Required work:
All of the entries are to be written out again verbatim.

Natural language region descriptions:
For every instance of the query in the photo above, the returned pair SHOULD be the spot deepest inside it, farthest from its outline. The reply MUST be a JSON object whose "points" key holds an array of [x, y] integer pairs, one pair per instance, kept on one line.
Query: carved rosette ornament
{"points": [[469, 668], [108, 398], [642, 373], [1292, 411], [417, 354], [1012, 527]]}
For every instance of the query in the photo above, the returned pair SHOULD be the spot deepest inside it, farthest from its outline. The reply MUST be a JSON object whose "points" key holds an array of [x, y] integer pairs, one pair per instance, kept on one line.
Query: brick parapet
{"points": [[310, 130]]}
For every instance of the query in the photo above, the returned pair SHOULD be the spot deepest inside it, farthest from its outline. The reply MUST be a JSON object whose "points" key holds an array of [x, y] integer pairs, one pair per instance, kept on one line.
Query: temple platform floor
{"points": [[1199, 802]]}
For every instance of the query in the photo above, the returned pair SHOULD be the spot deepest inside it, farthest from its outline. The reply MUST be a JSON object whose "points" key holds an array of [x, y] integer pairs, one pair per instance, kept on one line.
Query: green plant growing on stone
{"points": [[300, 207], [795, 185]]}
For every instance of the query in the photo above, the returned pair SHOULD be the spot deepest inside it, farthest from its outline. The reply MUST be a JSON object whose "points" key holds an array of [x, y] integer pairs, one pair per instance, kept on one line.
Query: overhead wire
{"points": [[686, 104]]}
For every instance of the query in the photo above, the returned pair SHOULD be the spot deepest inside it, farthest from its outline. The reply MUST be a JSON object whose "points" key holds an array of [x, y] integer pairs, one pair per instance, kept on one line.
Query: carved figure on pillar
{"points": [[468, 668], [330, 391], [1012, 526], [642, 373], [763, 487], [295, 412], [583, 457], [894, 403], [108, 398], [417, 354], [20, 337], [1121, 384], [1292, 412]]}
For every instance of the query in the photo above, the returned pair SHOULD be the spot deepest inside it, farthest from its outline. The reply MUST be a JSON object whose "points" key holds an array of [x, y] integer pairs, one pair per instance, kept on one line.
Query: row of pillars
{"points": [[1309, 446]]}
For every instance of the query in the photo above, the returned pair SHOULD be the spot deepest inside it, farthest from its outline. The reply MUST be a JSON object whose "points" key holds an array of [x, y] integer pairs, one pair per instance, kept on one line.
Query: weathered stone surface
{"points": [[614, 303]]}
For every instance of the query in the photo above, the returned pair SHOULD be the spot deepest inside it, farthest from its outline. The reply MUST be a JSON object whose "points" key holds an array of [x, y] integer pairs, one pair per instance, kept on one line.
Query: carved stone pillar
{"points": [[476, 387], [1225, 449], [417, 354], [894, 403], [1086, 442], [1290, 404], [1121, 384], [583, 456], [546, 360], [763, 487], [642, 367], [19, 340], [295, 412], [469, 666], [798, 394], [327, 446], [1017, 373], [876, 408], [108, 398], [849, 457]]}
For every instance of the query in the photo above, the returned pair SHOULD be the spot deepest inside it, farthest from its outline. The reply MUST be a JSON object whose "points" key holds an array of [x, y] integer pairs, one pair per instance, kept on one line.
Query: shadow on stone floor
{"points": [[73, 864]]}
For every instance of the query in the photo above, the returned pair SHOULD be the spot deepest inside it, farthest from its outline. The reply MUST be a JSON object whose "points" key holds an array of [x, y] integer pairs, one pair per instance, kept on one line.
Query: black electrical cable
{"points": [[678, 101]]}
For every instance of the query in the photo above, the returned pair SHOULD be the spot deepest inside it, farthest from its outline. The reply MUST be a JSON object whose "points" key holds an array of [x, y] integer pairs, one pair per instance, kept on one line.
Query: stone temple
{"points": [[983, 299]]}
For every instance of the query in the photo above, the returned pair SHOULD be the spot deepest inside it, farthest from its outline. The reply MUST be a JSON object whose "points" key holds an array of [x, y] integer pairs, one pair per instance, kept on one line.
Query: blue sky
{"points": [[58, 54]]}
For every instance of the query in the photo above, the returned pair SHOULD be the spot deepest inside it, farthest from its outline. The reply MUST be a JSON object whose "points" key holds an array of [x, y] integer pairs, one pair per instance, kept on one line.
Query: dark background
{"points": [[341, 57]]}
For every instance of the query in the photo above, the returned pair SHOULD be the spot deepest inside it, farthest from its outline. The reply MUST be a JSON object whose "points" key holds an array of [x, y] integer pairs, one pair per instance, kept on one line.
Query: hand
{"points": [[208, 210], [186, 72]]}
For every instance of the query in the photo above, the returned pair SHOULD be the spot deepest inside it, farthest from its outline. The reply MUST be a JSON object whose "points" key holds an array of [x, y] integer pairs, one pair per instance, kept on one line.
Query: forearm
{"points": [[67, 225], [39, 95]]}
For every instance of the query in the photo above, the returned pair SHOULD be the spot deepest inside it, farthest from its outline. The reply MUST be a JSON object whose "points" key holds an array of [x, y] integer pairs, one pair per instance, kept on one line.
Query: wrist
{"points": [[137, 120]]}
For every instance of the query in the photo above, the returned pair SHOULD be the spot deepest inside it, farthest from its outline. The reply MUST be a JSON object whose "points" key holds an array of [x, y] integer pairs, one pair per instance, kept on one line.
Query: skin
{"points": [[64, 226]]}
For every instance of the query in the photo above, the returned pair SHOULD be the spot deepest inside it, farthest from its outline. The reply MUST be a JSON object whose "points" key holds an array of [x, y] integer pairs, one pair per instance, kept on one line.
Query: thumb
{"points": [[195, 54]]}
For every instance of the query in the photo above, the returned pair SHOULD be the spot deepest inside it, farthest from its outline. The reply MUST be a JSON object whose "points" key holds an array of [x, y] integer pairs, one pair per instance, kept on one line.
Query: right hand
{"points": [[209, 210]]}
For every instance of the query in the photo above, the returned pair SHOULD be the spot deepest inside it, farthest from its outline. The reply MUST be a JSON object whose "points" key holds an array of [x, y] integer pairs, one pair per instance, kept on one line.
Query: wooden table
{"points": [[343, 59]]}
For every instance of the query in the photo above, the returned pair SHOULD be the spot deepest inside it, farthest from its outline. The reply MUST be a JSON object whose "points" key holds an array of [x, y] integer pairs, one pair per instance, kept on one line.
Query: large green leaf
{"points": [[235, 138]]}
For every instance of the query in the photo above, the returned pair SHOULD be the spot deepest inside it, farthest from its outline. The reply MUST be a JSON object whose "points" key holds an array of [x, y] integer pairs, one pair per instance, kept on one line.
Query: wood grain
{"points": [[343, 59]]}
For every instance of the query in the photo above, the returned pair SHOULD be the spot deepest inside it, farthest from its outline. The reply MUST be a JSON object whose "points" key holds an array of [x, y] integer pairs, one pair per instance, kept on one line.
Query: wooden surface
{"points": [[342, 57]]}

Answer for this exercise:
For every instance of the query in the photo above, the returned pair SHOULD be the spot deepest inside it, farthest from its outline. The reply MUST be a JSON object whose "points" key holds an array of [x, y] integer pairs, one pair per instance, kept on one line.
Query: carved rosette ornament
{"points": [[469, 668], [108, 398], [642, 373], [1292, 411], [417, 354], [1012, 527]]}
For every instance of the query in the photo above, the returned pair SHOULD be the spot deepest inside it, farthest from its outline. The reply MUST be a JSON object whose "points" key holds an array of [x, y] integer pairs, one pair per instance, kept on one line.
Query: brick parapet
{"points": [[310, 130]]}
For every instance of the query in the photo above, the returned pair SHOULD be the spot deepest inside it, farthest from its outline. The reply MUST be a JSON object whose "points" key holds an array of [x, y] integer pairs, one pair per instance, kept on one line.
Query: temple platform floor
{"points": [[1199, 802]]}
For every instance of the query in the photo above, the returned pair SHOULD be the spot deepest inside it, farthest from its outline. The reply MUST be a JSON object whose "points" key holds an array of [x, y] integer pairs, one pair per instance, kept on one line.
Query: green plant growing on stone
{"points": [[300, 207], [795, 185]]}
For every instance of the query in the photo above, the returned pair SHOULD be the spot deepest inside it, farthest from its outline. The reply MUST be a JSON object whose "points" key holds an array of [x, y] integer pairs, one pair per instance, kept on one line.
Query: overhead wire
{"points": [[686, 104]]}
For every instance of the query in the photo above, the returned pair SHOULD be the spot deepest inside it, farthest from its outline. The reply MUST be a JSON object whose "points" key holds an array of [x, y] integer pairs, one pair per instance, kept on one line.
Query: carved figure on pillar
{"points": [[468, 668], [330, 391], [1012, 526], [642, 373], [763, 487], [295, 412], [583, 457], [894, 403], [108, 398], [417, 354], [20, 337], [1121, 384], [1292, 412]]}
For every instance of the query in the photo above, the returned pair SHOULD be the spot deepest inside it, farthest from its outline. The reply MUST be a JSON object whose "points" key holds an array of [x, y] integer pairs, one pair per instance, kept on one line.
Query: row of pillars
{"points": [[1309, 446]]}
For every instance of the query in the photo above, the returned pair SHOULD be the spot deepest inside it, farthest from its outline. The reply MUST be a JSON object whose "points" key holds an array of [x, y] integer pairs, one pair per instance, kept on one line.
Query: weathered stone surface
{"points": [[614, 303]]}
For every instance of the query in the photo above, the returned pair SHOULD be the spot deepest inside it, farthest from its outline. The reply MUST be a JSON object whose "points" key holds an array of [x, y] integer pairs, one pair per instance, kept on one line.
Query: carved stone pillar
{"points": [[476, 387], [1225, 449], [417, 354], [894, 403], [1086, 442], [1290, 404], [1121, 384], [583, 456], [546, 360], [763, 487], [642, 367], [19, 340], [295, 412], [469, 666], [798, 394], [327, 446], [1017, 373], [876, 408], [108, 398], [849, 457]]}
For every instance of the query in the photo above, the returned pair SHOULD be the spot deepest inside it, farthest from its outline. The reply MUST be a JSON object whose "points" key holds an array of [x, y] integer pairs, one pair per instance, kept on one line.
Query: shadow on stone floor
{"points": [[73, 864]]}
For every instance of the query in the photo above, the returned pair SHOULD be the spot deepest inside it, farthest from its outline. The reply MUST be a JSON object whose "points" key holds an array of [x, y] integer pairs, one pair per instance, kept on one line.
Query: black electrical cable
{"points": [[678, 101]]}
For every instance of the query in the photo above, the returned pair SHOULD be the spot deepest inside it, farthest from its outline. The reply MUST be a JSON object whose "points" key holds an array of [x, y] integer pairs, one pair per instance, kept on one line.
Query: stone temple
{"points": [[983, 299]]}
For every instance of the query in the photo above, the returned pair SHOULD be the spot deepest inside it, farthest from its outline. The reply MUST be a JSON object whose "points" key holds an array of [x, y] integer pairs, one pair per instance, kept on one line.
Query: blue sky
{"points": [[58, 54]]}
For every instance of the query in the photo above, the returned pair SHOULD be the spot deepest inside it, farthest from its outline. The reply MUST be a JSON object whose "points" key holds an array of [x, y] integer pairs, one pair per instance, kept on one line.
Query: dark background
{"points": [[341, 57]]}
For every instance of the query in the photo above, the returned pair SHOULD be the spot deepest inside it, farthest from its outline. The reply MUST be a JSON object whose "points" key holds an array of [x, y] integer pairs, one pair per instance, kept on one line.
Query: hand
{"points": [[208, 210], [186, 72]]}
For every instance of the query in the photo above, the returned pair SHOULD be the spot deepest inside it, farthest from its outline. The reply MUST be a JSON object whose "points" key holds an array of [x, y] integer pairs, one pair per instance, kept on one line.
Query: forearm
{"points": [[67, 225], [39, 95]]}
For every instance of the query in the photo above, the returned pair SHOULD be the spot deepest inside it, farthest from its outline. The reply MUST be a JSON object whose "points" key holds an array of [x, y] integer pairs, one pair per instance, kept on one line.
Query: wrist
{"points": [[137, 120]]}
For every instance of the query in the photo above, the returned pair SHOULD be the spot deepest inside it, farthest from its outline. The reply MUST be a JSON object whose "points" key holds an array of [x, y] integer pairs, one pair per instance, kept on one line.
Query: skin
{"points": [[64, 226]]}
For every instance of the query in the photo above, the returned pair SHOULD be the spot deepest inside it, farthest from its outline. The reply MUST be a JSON object whose "points" key holds an array of [x, y] integer pairs, one pair per instance, kept on one line.
Query: thumb
{"points": [[195, 54]]}
For every instance of the query in the photo above, the returned pair SHOULD be the spot deepest inside it, farthest from its outline. The reply MUST be a JSON object whose "points" key holds an array of [x, y] integer pairs, one pair per instance, kept on one line.
Query: right hand
{"points": [[209, 210]]}
For every instance of the query in the photo above, the returned pair SHOULD be the spot deepest inside it, farthest from its outline. The reply MUST be a JSON object whose "points" key holds an array of [x, y] integer pairs, one pair per instance, kept on one line.
Query: wooden table
{"points": [[343, 59]]}
For every instance of the query in the photo above, the returned pair SHOULD be the spot deepest inside it, farthest from its outline. The reply MUST be a JSON object whose "points" key holds an array of [x, y] integer pairs, one pair per instance, kept on one line.
Query: large green leaf
{"points": [[235, 138]]}
For every instance of the query in the photo above, the returned pair SHOULD be the spot deepest inside it, farthest from its outline. The reply MUST be a JSON object whose "points" key holds an array of [x, y] integer pairs, one pair per instance, kept on one line.
Query: wood grain
{"points": [[343, 59]]}
For every instance of the query in the photo above, the returned pair SHOULD be the spot deepest inside it, farthest from its outline. The reply MUST be a JSON object whose "points" key holds an array of [x, y] integer pairs, one pair per instance, kept on one line.
Query: wooden surface
{"points": [[342, 57]]}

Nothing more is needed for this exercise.